> **WHAT THE EXERCISE ASKS**:
Copy these lines verbatim, leaving out the pictures.

********

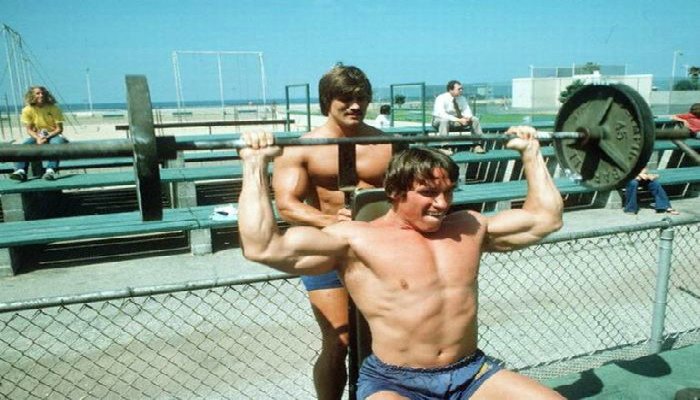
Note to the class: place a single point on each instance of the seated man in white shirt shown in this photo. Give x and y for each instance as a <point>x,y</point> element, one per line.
<point>382,121</point>
<point>451,112</point>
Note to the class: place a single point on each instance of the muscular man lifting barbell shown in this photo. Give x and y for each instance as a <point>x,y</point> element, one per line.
<point>412,272</point>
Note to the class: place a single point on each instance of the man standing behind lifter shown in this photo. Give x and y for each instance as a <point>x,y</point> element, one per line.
<point>305,183</point>
<point>451,112</point>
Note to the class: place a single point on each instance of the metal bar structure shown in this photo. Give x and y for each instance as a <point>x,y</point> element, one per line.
<point>663,272</point>
<point>218,54</point>
<point>288,104</point>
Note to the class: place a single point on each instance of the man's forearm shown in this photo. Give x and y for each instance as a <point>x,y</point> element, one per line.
<point>256,219</point>
<point>304,214</point>
<point>542,194</point>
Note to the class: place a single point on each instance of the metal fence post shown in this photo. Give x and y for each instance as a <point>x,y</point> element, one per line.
<point>662,275</point>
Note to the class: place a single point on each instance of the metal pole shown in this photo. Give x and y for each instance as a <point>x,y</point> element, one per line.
<point>308,107</point>
<point>87,79</point>
<point>662,276</point>
<point>176,76</point>
<point>286,100</point>
<point>221,85</point>
<point>262,78</point>
<point>391,102</point>
<point>676,53</point>
<point>422,97</point>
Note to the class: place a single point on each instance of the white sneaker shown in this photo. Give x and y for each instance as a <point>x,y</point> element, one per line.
<point>19,175</point>
<point>50,174</point>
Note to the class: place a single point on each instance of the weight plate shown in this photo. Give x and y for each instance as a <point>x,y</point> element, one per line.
<point>143,137</point>
<point>626,127</point>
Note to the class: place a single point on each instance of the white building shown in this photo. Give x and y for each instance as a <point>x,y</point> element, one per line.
<point>543,93</point>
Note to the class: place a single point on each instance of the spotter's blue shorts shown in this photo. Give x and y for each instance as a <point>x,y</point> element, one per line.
<point>455,381</point>
<point>329,280</point>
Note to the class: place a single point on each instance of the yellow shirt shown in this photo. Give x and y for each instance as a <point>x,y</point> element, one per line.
<point>46,117</point>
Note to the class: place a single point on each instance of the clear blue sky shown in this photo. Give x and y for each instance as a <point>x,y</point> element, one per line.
<point>392,41</point>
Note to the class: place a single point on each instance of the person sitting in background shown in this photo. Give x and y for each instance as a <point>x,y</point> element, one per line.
<point>661,202</point>
<point>451,112</point>
<point>382,121</point>
<point>43,121</point>
<point>691,119</point>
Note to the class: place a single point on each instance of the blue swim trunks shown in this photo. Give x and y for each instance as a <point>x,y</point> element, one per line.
<point>455,381</point>
<point>329,280</point>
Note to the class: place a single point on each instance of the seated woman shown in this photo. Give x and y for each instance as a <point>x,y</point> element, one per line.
<point>662,204</point>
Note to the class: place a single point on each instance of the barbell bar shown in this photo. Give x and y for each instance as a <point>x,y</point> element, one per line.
<point>603,133</point>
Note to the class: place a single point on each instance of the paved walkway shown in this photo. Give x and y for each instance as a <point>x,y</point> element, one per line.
<point>657,376</point>
<point>230,264</point>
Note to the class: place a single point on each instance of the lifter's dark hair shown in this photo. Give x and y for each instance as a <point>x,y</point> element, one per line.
<point>695,109</point>
<point>416,165</point>
<point>343,82</point>
<point>451,84</point>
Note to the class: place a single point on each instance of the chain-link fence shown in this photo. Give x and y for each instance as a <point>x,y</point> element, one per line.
<point>571,303</point>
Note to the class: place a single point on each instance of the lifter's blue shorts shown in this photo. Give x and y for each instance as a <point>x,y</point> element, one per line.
<point>329,280</point>
<point>455,381</point>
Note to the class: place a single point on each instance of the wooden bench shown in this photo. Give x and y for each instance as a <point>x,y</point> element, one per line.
<point>16,207</point>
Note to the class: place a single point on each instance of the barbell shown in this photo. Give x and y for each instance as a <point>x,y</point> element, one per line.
<point>603,133</point>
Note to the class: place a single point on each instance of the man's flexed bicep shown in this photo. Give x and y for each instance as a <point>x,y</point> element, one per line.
<point>291,183</point>
<point>515,229</point>
<point>541,213</point>
<point>306,248</point>
<point>300,250</point>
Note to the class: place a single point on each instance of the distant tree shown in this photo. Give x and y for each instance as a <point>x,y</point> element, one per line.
<point>571,89</point>
<point>694,75</point>
<point>694,72</point>
<point>399,100</point>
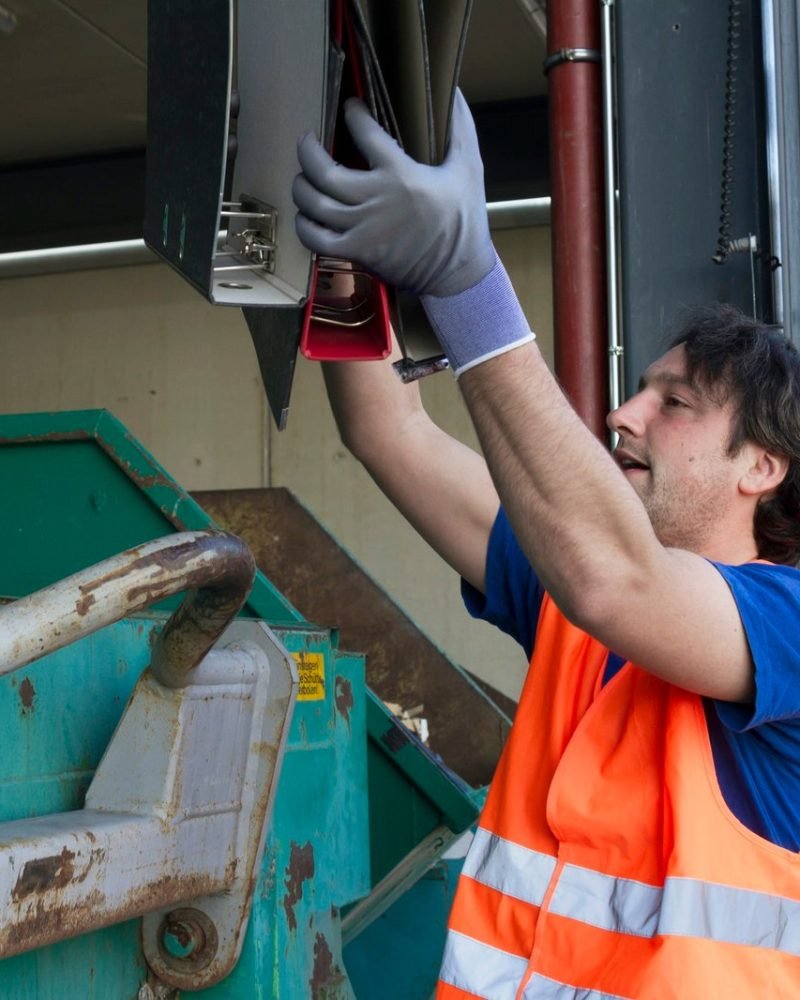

********

> **EXERCISE RESULT**:
Note to the class: place a single point on each instance of the seated man in white shirt shown in this photo. Give x and y for each instance as a <point>x,y</point> element, one per line.
<point>382,121</point>
<point>451,112</point>
Note to the class: place a single point on each instance of the muscular man lifting barbell shown in this photo. Give x and y for each instance as a <point>x,y</point> element, one per line.
<point>412,272</point>
Note to the class: place a single point on each instance of the man standing behind lifter shown in this photo. Give x and y for each instance as a <point>x,y</point> element, one per line.
<point>305,183</point>
<point>451,112</point>
Note to the class: place a single point on each instance of the metal bar structure shown in this photo. Give x and y for each instance as a <point>x,y</point> element, one per line.
<point>663,272</point>
<point>218,54</point>
<point>288,104</point>
Note to the class: place a single point on each instance of the man's forearm shown in this photo. Give x and y for each instance as a <point>x,y</point> element, one per line.
<point>256,219</point>
<point>304,214</point>
<point>542,194</point>
Note to the class: place a single point on each instance of the metal fence post shown in this photo. Give x and y for each instance as a <point>x,y</point> element, one per line.
<point>662,275</point>
Note to the class: place a single point on each instance of the metal pole shown in this photo. Give x and y for each instance as a <point>x,y</point> element, one per line.
<point>308,107</point>
<point>87,79</point>
<point>662,276</point>
<point>176,76</point>
<point>286,100</point>
<point>221,85</point>
<point>262,78</point>
<point>391,102</point>
<point>676,53</point>
<point>422,97</point>
Note to the class: place a single point on each instance of the white sneaker shown in this photo. Give x and y for each instance as a <point>x,y</point> element, one per line.
<point>19,175</point>
<point>50,174</point>
Note to the class: place a single point on each instance of the weight plate shown in this photo. Give x and y for each instance as a <point>x,y</point> element, one per line.
<point>143,137</point>
<point>626,127</point>
Note to the class: place a single point on each instance of the white building shown in this photo. Give x and y for each instance as a <point>x,y</point> element, one per line.
<point>543,93</point>
Note to the class: place a single point on each instance of the spotter's blue shorts shown in this photo. Give x and y for each instance as a <point>x,y</point> element, one per line.
<point>455,381</point>
<point>329,280</point>
Note to the class: place a single point on each instance of the yellow shirt shown in this photo. Give x and y for each instance as a <point>x,y</point> element, one per line.
<point>46,117</point>
Note to the class: place a single point on each instance of the clear blue sky shown in this photo. Give x and y for each instance as a <point>x,y</point> element, one per line.
<point>392,41</point>
Note to the class: place a single point on each instance of the person sitting in background shown in this photo. Give x and y for each instance as a <point>x,y</point> element, one per line.
<point>661,202</point>
<point>451,112</point>
<point>382,121</point>
<point>43,121</point>
<point>691,119</point>
Note to the class: place a single point on each instance of the blue swim trunks shown in this photo. Give x and y for each instance as a <point>x,y</point> element, one per line.
<point>455,381</point>
<point>329,280</point>
Note to the class: place a single point on each instance of the seated woman shown in this photo. Give x and y for each instance as a <point>x,y</point> element, one per line.
<point>662,204</point>
Note to the class: place a single point on each instance of the barbell bar shown in this photo. Give x and y for each instance as a <point>x,y</point> element, one per line.
<point>603,133</point>
Note to the class: place a single point on each instance of the paved walkway shown in this photo. Give x and y for each instance as a <point>x,y</point> element, one per line.
<point>657,376</point>
<point>230,264</point>
Note to the class: place a single point on each instance of the lifter's dark hair shown in this photo. Give x and y for each instance as a <point>x,y</point> element, one per line.
<point>695,109</point>
<point>416,165</point>
<point>343,82</point>
<point>451,84</point>
Note to the class: place a single point on each instance of the chain-link fence shown in this photo. Give x and y for each instance as a <point>x,y</point> element, one per line.
<point>571,303</point>
Note to the class: place a single point on each instance of the lifter's blue shorts shown in this photo. Give x and y for each instance as a <point>x,y</point> element, one per line.
<point>329,280</point>
<point>455,381</point>
Note to the class: place a single point on each instance of the wooden bench shown in this photo. Give x and y for each instance as a <point>x,y</point> element, one per line.
<point>16,207</point>
Note to the class: place a single point on each instance of the barbell shown in this photo. Give x and y for each instance as a <point>x,y</point> element, one per line.
<point>603,133</point>
Note to the class: place a single point on each instance of the man's flexed bicep shown in this photo. Give x and y for each instance as a <point>x,y</point> element, one per line.
<point>291,183</point>
<point>515,229</point>
<point>541,213</point>
<point>306,248</point>
<point>300,250</point>
Note to the class: place a single point on each instance of the distant tree shown in this photo. Give x and y for each instance as a <point>x,y</point> element, one per line.
<point>571,89</point>
<point>694,75</point>
<point>694,72</point>
<point>399,100</point>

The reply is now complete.